▸ **YOUR INSTRUCTIONS**:
Answer these questions about the forum thread on a visiting cat:
1. Who was pawing furiously at the bedroom window?
2. What breed of dog does howsefrau32 have?
3. Which category does Marcia say howsefrau32 falls into?

# Even cats with a home find me



## howsefrau32 (Mar 6, 2013)

Well, I have known for a while now that if there is a stray cat within a 5 miles of my house, chances are it will find me. All of my cats were strays. But lately, I have been having visits from a cat that lives on the street behind me. I woke up a few days ago, just as the sun was coming up, and Beep was pawing furiously at the window. I looked out, and this beautiful gray, long haired kitty was just sitting at my bedroom window just looking at us. She has a collar, she is well fed, but I think she might be an outside only cat and is not getting enough attention. I have been seeing her quite often in my back yard, and sitting on the fence. She seems to be trying to get my attention. When I go out there, she doesn't run, but she does climb up the fence and leave. I worry, I have a doberman, who is just fine around my own cats, but she chases squirrels, possums and anything else that comes in our yard, even cats. I don't think she would hurt it, but she terrifies the cat, and yet it still keeps coming back. I'm beginning to wonder if this cat is not being fed or it's people are gone or ignorning it. I've been driving around trying to find it, and no luck. Going to take a walk this evening and see if I can run into this beautiful girl/boy.....I don't even know what it is. She seems like she's telling me that she would love to be live the life of my spoiled brats, rather than the one she is leading. Her owners....if they are who I think they are....breed cocker spaniels in their back yard


----------



## Marcia (Dec 26, 2010)

I think they sense who is naughty and who is nice!! You of course fall into the nice category!!


----------



## spirite (Jul 31, 2012)

howsefrau, have you seen the kitty again?


----------

▸ **SUPPLIED ENTRIES**:
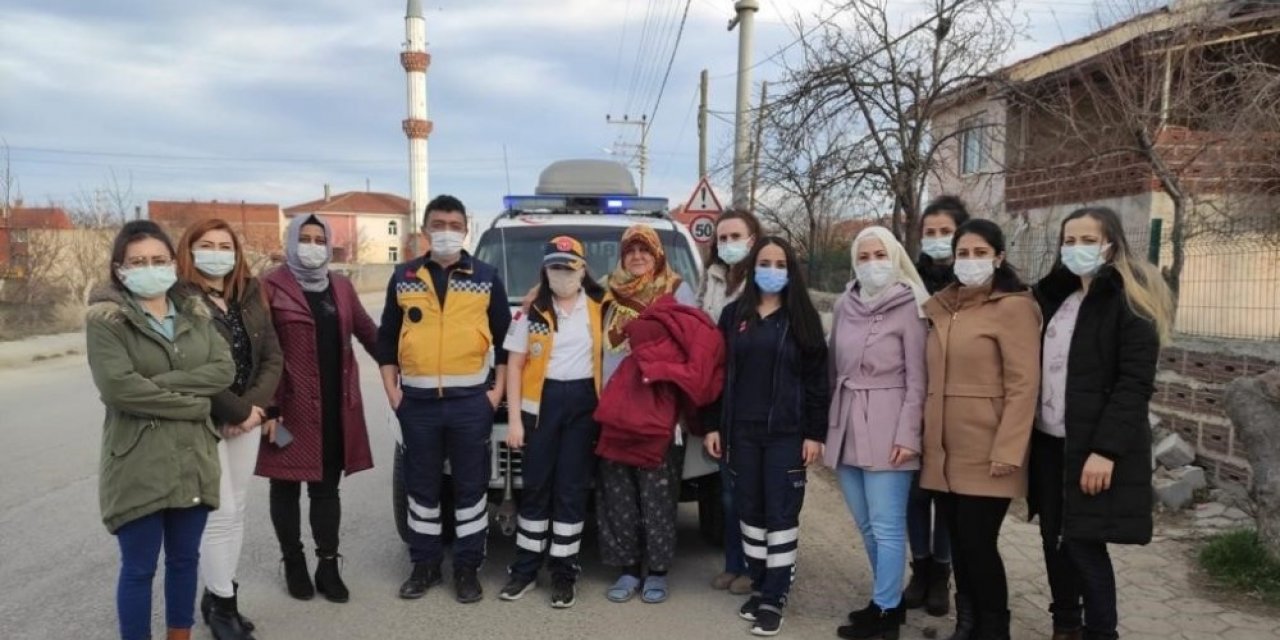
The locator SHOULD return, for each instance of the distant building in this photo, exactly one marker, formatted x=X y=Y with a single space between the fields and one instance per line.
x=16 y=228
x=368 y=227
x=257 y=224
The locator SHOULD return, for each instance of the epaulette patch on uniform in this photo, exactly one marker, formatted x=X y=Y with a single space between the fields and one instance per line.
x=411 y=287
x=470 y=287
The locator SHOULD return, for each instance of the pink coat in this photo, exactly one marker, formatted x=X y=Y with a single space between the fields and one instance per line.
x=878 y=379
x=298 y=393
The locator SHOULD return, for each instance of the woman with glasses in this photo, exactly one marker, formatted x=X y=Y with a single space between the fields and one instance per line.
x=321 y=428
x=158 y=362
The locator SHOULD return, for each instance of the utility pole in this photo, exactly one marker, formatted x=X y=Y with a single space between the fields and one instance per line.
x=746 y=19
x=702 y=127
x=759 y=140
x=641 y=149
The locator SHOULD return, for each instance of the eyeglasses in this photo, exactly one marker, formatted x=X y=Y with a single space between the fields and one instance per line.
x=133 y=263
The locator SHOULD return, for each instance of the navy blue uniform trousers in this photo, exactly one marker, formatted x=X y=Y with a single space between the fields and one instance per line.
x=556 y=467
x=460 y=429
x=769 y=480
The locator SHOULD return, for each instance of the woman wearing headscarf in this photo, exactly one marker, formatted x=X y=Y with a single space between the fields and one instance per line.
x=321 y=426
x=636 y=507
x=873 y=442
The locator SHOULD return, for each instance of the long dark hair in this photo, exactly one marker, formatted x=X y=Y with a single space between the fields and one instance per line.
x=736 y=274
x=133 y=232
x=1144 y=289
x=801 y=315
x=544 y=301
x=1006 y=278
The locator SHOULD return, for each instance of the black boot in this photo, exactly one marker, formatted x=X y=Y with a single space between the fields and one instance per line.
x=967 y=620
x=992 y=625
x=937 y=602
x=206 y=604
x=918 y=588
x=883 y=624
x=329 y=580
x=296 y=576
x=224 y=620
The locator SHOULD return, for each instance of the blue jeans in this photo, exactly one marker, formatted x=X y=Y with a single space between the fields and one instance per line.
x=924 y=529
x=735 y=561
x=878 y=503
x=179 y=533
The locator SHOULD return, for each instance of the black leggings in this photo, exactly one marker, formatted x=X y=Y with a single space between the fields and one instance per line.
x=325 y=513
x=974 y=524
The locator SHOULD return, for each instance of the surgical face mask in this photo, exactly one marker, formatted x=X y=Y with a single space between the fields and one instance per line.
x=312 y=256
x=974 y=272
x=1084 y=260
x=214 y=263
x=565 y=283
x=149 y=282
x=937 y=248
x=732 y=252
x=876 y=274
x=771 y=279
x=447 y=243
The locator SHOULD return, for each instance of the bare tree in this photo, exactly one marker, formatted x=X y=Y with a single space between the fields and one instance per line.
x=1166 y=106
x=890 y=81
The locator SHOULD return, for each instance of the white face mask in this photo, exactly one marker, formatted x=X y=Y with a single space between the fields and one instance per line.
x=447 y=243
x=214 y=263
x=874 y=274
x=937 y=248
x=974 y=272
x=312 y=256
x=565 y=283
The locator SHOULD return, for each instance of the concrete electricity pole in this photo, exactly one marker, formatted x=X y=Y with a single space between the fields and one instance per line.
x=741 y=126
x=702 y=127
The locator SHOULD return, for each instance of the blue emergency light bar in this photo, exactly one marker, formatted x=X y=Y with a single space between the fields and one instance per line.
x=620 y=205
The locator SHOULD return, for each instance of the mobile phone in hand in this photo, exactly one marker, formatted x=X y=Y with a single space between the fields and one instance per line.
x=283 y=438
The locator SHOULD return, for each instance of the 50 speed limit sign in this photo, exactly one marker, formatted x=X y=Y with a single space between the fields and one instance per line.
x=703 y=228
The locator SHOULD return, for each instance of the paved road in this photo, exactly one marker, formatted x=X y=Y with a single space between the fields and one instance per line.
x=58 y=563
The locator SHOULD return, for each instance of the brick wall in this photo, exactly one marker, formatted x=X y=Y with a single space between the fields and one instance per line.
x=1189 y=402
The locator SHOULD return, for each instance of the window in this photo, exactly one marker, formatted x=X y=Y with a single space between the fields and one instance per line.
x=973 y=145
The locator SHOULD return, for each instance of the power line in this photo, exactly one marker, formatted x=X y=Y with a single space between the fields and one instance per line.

▸ **CORRECT RESULT**:
1. Beep
2. A doberman
3. The nice category